<<<<

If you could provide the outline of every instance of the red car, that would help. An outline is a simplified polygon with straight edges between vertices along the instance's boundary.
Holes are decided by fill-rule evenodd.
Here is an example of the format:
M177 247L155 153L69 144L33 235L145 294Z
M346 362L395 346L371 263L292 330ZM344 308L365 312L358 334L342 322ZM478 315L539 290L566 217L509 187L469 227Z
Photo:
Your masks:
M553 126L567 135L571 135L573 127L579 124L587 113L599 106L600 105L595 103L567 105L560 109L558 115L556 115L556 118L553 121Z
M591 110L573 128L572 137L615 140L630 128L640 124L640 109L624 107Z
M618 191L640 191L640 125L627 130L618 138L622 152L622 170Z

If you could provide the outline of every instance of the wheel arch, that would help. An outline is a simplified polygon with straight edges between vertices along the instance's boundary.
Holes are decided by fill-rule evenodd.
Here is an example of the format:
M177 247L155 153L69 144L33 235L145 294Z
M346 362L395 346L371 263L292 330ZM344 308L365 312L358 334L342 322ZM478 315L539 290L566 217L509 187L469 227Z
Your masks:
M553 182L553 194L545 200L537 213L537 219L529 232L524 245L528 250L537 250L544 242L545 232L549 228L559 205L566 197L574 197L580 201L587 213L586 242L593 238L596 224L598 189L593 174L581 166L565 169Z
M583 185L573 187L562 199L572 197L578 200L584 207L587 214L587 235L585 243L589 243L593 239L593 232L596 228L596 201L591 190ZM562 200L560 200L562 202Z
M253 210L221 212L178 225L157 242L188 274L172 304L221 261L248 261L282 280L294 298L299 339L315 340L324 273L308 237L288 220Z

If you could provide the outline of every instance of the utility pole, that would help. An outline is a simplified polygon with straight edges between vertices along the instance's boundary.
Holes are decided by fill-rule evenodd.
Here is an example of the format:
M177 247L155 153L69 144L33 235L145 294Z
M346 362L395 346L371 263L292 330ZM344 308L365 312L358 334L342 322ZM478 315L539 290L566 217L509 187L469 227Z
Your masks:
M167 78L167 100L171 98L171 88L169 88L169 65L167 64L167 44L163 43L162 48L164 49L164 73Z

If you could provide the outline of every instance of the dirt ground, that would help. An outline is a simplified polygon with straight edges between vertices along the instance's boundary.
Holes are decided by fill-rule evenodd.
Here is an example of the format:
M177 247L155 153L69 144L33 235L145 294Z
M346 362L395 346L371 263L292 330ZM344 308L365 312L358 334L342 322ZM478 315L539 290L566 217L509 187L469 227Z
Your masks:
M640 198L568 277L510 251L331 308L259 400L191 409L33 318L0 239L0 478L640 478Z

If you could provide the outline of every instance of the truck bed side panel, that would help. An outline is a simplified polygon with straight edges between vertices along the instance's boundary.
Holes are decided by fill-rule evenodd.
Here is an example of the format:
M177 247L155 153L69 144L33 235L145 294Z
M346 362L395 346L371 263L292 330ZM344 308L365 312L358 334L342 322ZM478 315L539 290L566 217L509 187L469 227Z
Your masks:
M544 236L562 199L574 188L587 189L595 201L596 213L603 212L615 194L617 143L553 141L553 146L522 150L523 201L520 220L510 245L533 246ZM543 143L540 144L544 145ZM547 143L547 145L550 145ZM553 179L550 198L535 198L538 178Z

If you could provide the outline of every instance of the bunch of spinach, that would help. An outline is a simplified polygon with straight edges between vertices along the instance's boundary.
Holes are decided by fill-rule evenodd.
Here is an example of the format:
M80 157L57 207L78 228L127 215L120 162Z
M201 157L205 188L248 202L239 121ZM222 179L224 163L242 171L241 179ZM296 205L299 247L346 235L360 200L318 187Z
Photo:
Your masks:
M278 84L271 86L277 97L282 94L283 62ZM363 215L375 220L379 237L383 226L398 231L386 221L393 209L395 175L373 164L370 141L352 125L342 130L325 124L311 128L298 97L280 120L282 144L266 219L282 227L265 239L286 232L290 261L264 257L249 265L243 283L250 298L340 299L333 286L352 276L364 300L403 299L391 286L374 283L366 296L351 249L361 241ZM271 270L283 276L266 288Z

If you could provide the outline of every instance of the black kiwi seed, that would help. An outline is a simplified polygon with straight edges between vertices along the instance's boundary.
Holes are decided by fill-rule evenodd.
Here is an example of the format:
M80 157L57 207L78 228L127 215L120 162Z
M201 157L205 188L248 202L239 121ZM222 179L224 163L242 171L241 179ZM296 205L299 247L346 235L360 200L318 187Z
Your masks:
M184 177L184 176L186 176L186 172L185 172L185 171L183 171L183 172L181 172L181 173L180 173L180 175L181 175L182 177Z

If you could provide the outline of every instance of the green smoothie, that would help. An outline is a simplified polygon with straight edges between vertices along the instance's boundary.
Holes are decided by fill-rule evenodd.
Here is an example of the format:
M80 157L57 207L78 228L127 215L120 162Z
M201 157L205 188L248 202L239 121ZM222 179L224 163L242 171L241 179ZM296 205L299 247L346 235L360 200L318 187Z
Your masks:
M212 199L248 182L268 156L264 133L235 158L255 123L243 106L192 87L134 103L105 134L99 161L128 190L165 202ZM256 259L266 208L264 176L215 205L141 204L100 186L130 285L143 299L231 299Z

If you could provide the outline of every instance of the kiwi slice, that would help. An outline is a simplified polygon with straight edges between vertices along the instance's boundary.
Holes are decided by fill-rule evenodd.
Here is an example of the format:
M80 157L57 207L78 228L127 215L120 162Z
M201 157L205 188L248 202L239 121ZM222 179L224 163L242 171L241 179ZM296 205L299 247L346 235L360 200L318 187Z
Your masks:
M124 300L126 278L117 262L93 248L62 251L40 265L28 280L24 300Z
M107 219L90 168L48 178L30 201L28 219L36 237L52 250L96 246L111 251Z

>>>>

Type out all of the records again, exactly.

» Solution below
If you could provide the outline of every instance of the red car, that would help. An outline is a simplified polygon with straight edges between vertices along the instance's boundary.
Holes are decided by fill-rule evenodd.
Here is an example of the format:
M177 247L155 153L69 144L33 235L145 294Z
M346 362L395 346L371 263L292 330ZM344 308L365 312L358 334L342 322ZM478 315L539 290L566 217L509 187L469 227Z
Photo:
Your masks:
M553 126L567 135L571 135L573 127L579 124L587 113L599 106L600 105L595 103L567 105L560 109L558 115L556 115L556 118L553 121Z
M591 110L573 128L572 137L615 140L630 128L640 124L640 109L624 107Z
M618 191L640 191L640 125L627 130L618 138L622 152L622 170Z

If you could provide the outline of every instance of the wheel arch, that would help. An outline is a simplified polygon with straight edges between vertices along the instance's boundary.
Holes are decided by fill-rule evenodd.
Here is an example of the format:
M177 247L155 153L69 144L33 235L145 294Z
M346 362L395 346L371 263L292 330ZM344 308L365 312L358 334L342 322ZM478 315L539 290L566 217L509 187L469 227Z
Your masks:
M553 182L553 194L545 200L537 213L537 219L529 232L524 245L528 250L537 250L544 242L545 232L549 228L559 205L566 197L574 197L580 201L587 213L586 242L593 238L596 224L598 189L593 174L581 166L565 169Z
M583 185L573 187L562 199L572 197L578 200L584 207L587 214L587 235L585 243L589 243L593 239L593 232L596 228L596 201L591 190ZM562 200L560 200L562 202Z
M253 210L221 212L178 225L157 242L188 274L172 304L221 261L248 261L282 280L294 298L299 339L315 340L324 273L308 237L288 220Z

If you could provide the outline of every instance of the utility pole, that would help. An outline is a simplified polygon with straight edges between vertices along the instance's boundary.
Holes are decided by fill-rule evenodd.
Here is an example of the format:
M177 247L155 153L69 144L33 235L145 294Z
M346 362L395 346L371 263L292 330ZM344 308L365 312L358 334L342 322ZM478 315L539 290L566 217L509 187L469 227Z
Your masks:
M167 78L167 100L171 98L171 88L169 88L169 65L167 64L167 44L163 43L162 48L164 49L164 73Z

If you could provide the outline of every instance of the dirt ground, that would help. An outline is a simplified polygon with straight edges between vertices along the instance's boundary.
Holes are decided by fill-rule evenodd.
Here is an example of the format:
M177 247L155 153L69 144L33 235L145 294Z
M346 362L395 346L371 263L292 330ZM344 308L365 312L358 334L342 322ZM478 315L539 290L566 217L509 187L469 227Z
Your masks:
M640 198L568 277L510 251L331 308L259 400L191 409L33 318L0 239L0 478L640 478Z

If you could provide the outline of every instance of the truck bed side panel, that would help. An outline is a simplified polygon with straight edges between vertices along the instance's boundary.
Holes are decided by fill-rule evenodd.
Here is an example of the format:
M177 247L155 153L69 144L33 235L145 294Z
M346 362L395 346L371 263L292 330ZM344 308L365 312L358 334L342 322ZM478 315L539 290L566 217L509 187L469 227Z
Your masks:
M544 236L562 199L574 188L587 189L595 201L596 213L603 212L615 194L617 143L553 141L553 146L522 150L523 201L520 220L510 245L533 246ZM543 143L540 144L544 145ZM547 143L547 145L550 145ZM553 179L550 198L535 198L538 178Z

If you could provide the outline of every instance of the bunch of spinach, that would help. An outline is a simplified polygon with straight edges between vertices along the instance's boundary.
Holes are decided by fill-rule evenodd.
Here is an example of the format:
M80 157L57 207L78 228L127 215L120 162Z
M201 157L205 188L248 202L239 121ZM222 179L224 163L242 171L241 179ZM296 205L299 247L346 235L360 200L318 187Z
Photo:
Your masks:
M278 84L271 86L277 97L282 94L283 62ZM363 215L375 220L379 237L383 226L398 231L386 221L393 209L395 175L373 164L370 141L352 125L342 130L325 124L311 128L298 97L280 120L282 144L266 219L282 227L265 239L286 232L290 261L264 257L249 265L243 283L250 298L340 299L333 286L352 276L364 300L403 299L391 286L374 283L366 296L351 249L361 241ZM271 270L283 276L266 288Z

If you could provide the outline of every instance of the black kiwi seed, that would help. An outline is a simplified polygon with straight edges between vertices along the instance's boundary.
Holes are decided by fill-rule evenodd.
Here is an example of the format:
M80 157L57 207L78 228L127 215L120 162Z
M201 157L205 188L248 202L239 121ZM222 179L224 163L242 171L241 179ZM296 205L299 247L346 235L360 200L318 187Z
Your masks:
M184 177L184 176L186 176L186 172L185 172L185 171L183 171L183 172L181 172L181 173L180 173L180 175L181 175L182 177Z

If you could provide the outline of every instance of the green smoothie, that would help. An outline is a simplified polygon with straight edges between vertices along the instance's boundary.
Holes are decided by fill-rule evenodd.
Here is an example of the format:
M80 157L57 207L78 228L127 215L120 162Z
M201 157L205 188L248 202L239 121ZM222 179L224 163L242 171L241 179ZM296 205L299 247L346 235L360 200L318 187Z
Your masks:
M212 199L248 182L268 156L264 133L235 158L255 123L243 106L192 87L134 103L105 134L99 161L128 190L165 202ZM256 259L266 208L264 176L215 205L141 204L100 186L130 285L143 299L231 299Z

If you could provide the outline of every instance of the kiwi slice, that would help. An outline is a simplified polygon with straight edges between vertices along the instance's boundary.
Holes are decided by fill-rule evenodd.
Here is an example of the format:
M80 157L57 207L78 228L127 215L120 162Z
M201 157L205 188L248 202L239 121ZM222 179L224 163L242 171L241 179ZM296 205L299 247L346 235L360 200L318 187Z
Your masks:
M124 300L126 278L117 262L93 248L62 251L40 265L28 280L24 300Z
M107 219L90 168L48 178L30 201L28 219L36 237L52 250L96 246L111 251Z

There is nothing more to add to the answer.